Exercise description -> Could you set down, character for character, the lines starting at the one containing "OBJECT = table lamp" and ending with the last line of the items below, both ends included?

━━━ Dataset rows

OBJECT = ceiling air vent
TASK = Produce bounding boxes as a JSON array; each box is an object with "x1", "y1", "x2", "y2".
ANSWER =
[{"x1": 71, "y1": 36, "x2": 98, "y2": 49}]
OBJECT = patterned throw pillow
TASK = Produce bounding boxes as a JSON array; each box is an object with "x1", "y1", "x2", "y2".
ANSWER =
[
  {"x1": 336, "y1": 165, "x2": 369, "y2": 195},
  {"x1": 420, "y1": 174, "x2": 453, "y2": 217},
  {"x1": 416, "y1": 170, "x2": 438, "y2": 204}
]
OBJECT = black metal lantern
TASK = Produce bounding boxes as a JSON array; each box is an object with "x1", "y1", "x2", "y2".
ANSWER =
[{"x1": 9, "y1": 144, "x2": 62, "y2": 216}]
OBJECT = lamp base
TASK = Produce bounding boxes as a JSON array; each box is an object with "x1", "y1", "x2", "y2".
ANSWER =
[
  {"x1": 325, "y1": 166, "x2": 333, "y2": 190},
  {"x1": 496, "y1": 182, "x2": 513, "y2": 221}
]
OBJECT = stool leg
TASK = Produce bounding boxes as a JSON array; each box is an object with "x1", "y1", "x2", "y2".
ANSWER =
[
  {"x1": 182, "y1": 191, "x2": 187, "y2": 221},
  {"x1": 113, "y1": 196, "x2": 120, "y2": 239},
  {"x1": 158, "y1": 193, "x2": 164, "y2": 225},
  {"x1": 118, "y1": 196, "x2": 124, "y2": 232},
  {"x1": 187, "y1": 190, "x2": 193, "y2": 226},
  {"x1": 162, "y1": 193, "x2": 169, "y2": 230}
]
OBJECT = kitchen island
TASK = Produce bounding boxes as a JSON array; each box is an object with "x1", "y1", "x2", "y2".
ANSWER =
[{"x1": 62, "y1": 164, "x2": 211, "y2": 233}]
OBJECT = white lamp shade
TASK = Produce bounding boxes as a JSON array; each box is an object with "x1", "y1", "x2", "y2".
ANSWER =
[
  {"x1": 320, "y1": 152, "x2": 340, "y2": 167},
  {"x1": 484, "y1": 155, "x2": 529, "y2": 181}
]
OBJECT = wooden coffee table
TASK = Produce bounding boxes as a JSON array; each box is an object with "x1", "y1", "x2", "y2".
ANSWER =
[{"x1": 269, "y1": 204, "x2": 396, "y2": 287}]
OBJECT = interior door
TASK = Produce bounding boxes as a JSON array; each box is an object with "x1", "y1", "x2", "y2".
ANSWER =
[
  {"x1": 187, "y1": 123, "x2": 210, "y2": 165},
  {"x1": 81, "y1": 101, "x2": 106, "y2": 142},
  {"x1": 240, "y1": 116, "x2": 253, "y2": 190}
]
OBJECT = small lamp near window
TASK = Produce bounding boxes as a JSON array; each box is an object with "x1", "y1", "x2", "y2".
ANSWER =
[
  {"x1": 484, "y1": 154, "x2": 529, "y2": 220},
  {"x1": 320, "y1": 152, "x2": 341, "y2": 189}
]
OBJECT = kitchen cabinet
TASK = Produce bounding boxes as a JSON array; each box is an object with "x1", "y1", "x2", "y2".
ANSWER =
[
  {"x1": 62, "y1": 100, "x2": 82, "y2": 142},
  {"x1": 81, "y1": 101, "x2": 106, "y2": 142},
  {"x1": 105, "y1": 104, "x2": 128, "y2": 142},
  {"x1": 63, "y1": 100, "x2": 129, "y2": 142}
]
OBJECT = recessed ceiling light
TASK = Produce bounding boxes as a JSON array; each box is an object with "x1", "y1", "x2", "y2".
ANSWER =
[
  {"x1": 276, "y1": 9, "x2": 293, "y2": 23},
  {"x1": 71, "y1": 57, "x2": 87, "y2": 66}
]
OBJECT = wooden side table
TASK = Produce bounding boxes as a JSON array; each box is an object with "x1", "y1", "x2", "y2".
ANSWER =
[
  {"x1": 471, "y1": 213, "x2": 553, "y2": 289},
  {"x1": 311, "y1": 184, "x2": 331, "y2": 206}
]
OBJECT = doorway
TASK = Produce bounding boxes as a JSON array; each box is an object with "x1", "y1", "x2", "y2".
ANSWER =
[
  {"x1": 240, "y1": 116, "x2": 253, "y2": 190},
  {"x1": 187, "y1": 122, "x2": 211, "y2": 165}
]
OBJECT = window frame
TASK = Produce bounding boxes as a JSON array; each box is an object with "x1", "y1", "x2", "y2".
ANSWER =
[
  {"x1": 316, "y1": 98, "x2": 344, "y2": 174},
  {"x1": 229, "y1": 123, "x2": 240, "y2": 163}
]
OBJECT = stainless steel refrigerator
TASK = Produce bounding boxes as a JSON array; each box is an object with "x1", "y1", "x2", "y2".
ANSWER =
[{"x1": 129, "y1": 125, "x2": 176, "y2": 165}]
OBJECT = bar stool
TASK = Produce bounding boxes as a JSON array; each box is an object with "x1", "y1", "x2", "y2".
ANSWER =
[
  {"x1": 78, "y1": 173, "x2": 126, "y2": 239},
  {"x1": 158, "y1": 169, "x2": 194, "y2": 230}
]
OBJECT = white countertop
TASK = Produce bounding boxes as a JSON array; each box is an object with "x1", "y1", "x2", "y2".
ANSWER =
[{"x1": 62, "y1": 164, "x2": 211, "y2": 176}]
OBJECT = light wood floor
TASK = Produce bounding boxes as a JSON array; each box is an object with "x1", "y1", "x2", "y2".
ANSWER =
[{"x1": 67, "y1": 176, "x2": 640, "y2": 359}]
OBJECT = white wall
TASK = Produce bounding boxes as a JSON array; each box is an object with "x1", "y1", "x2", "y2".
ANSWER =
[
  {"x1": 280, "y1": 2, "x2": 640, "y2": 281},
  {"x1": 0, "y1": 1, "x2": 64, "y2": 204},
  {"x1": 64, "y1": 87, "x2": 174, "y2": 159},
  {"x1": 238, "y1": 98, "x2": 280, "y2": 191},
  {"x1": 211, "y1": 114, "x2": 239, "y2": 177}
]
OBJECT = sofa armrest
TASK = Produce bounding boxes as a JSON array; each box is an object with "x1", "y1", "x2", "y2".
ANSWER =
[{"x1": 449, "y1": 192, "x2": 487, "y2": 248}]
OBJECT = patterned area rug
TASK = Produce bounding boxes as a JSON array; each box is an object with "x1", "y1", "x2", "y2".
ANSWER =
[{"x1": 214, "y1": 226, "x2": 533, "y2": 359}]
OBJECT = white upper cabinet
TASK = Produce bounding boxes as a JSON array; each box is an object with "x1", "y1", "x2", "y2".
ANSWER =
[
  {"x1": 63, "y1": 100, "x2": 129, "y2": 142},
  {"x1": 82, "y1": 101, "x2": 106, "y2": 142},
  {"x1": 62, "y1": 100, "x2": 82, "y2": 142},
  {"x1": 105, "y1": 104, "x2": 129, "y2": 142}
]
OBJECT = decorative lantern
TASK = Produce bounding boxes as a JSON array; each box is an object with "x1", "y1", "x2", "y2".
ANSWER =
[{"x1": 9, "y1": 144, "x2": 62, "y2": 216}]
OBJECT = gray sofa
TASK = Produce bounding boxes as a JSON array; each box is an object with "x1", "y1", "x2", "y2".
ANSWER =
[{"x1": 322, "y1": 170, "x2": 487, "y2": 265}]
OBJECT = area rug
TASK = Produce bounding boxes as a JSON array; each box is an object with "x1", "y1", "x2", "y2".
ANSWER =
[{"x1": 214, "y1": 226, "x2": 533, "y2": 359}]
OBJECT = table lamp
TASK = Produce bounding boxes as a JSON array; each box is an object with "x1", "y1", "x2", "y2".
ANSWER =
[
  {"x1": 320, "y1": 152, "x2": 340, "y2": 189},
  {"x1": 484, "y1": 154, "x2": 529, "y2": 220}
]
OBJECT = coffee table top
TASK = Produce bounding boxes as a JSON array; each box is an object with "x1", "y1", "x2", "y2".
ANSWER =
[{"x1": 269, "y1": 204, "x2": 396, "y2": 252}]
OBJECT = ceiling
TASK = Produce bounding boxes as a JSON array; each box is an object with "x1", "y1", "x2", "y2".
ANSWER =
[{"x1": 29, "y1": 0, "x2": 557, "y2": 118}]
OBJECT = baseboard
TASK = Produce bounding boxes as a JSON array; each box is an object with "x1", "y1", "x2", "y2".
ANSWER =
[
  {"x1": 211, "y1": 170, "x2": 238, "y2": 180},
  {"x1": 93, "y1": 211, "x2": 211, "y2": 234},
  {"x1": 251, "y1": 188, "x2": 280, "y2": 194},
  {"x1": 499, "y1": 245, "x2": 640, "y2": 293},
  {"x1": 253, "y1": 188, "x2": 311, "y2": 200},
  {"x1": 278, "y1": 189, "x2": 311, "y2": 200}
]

━━━━━━

Reply to the task ->
OBJECT = table lamp
TASK = Produce bounding boxes as a JSON array; each box is an object with "x1", "y1", "x2", "y2".
ANSWER =
[
  {"x1": 320, "y1": 152, "x2": 340, "y2": 189},
  {"x1": 484, "y1": 154, "x2": 529, "y2": 220}
]
OBJECT = coffee table top
TASK = Produce bounding boxes as a JSON array; each box is an object with "x1", "y1", "x2", "y2".
ANSWER =
[{"x1": 269, "y1": 204, "x2": 396, "y2": 252}]
OBJECT = ceiling
TASK = Produce bounding boxes as a JSON array; each box is an object with "x1", "y1", "x2", "y2".
ANSWER =
[{"x1": 29, "y1": 0, "x2": 557, "y2": 118}]
OBJECT = baseboard
TASK = Produce bounding boxes as a JSON array; each box is an object with "x1", "y1", "x2", "y2".
ANSWER =
[
  {"x1": 211, "y1": 170, "x2": 238, "y2": 180},
  {"x1": 93, "y1": 211, "x2": 211, "y2": 234},
  {"x1": 251, "y1": 188, "x2": 280, "y2": 194},
  {"x1": 499, "y1": 245, "x2": 640, "y2": 293},
  {"x1": 253, "y1": 188, "x2": 311, "y2": 200},
  {"x1": 278, "y1": 189, "x2": 311, "y2": 200}
]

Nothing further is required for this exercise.